• **WHAT IS EXPECTED**: Reproduce the material from its first line through the line containing "192], [191, 165]]", both ends included, keeping the requests as they are. Scale every coordinate in the traced answers by 1.75 and round each to a whole number, halves up, leaving the sample layouts untouched.

• **Spatial annotation records**:
--------------------------------
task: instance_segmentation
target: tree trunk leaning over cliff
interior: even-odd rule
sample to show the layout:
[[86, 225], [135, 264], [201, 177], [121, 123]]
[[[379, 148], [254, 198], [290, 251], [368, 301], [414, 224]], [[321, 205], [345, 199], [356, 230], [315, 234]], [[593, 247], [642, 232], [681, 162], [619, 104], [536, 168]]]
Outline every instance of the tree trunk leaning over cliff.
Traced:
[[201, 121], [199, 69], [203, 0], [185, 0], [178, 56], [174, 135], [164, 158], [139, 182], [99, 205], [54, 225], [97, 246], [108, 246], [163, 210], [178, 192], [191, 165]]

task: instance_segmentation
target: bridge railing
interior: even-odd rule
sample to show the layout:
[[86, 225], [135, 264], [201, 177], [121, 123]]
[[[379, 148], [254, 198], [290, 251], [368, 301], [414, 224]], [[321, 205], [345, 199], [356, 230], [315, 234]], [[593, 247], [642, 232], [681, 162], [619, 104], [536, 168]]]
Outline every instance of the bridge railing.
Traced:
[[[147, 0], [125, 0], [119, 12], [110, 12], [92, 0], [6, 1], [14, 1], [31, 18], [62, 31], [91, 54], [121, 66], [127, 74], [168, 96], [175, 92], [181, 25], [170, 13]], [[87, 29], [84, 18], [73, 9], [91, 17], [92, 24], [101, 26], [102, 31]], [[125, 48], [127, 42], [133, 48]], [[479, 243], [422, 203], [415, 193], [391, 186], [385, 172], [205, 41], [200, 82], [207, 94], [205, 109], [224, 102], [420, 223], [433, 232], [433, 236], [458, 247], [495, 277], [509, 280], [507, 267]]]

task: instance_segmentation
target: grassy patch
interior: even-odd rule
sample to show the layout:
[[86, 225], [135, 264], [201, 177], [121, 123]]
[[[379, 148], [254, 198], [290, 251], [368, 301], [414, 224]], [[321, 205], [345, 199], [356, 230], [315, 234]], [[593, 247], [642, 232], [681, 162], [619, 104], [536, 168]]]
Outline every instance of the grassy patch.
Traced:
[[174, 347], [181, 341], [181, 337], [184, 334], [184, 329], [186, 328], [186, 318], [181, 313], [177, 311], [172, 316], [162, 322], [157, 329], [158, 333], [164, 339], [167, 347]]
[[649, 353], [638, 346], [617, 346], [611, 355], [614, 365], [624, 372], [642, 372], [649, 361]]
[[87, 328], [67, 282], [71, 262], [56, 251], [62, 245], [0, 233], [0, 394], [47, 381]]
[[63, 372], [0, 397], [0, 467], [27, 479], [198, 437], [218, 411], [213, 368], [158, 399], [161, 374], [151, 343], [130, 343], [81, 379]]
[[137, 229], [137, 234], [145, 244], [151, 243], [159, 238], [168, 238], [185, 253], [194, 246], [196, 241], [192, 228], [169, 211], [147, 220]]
--------------------------------
• **COMPLETE RESPONSE**:
task: instance_segmentation
target: tree trunk leaning over cliff
interior: even-odd rule
sample to show the layout:
[[86, 225], [135, 264], [201, 177], [121, 123]]
[[[379, 148], [254, 198], [290, 251], [368, 301], [414, 224]], [[321, 205], [345, 199], [356, 230], [315, 234]], [[593, 247], [642, 232], [681, 162], [619, 104], [536, 168]]]
Outline every instance of the tree trunk leaning over cliff.
Traced:
[[352, 212], [348, 121], [355, 0], [324, 0], [312, 98], [305, 236], [287, 277], [243, 319], [173, 359], [95, 394], [170, 431], [189, 431], [285, 368], [312, 336], [334, 289]]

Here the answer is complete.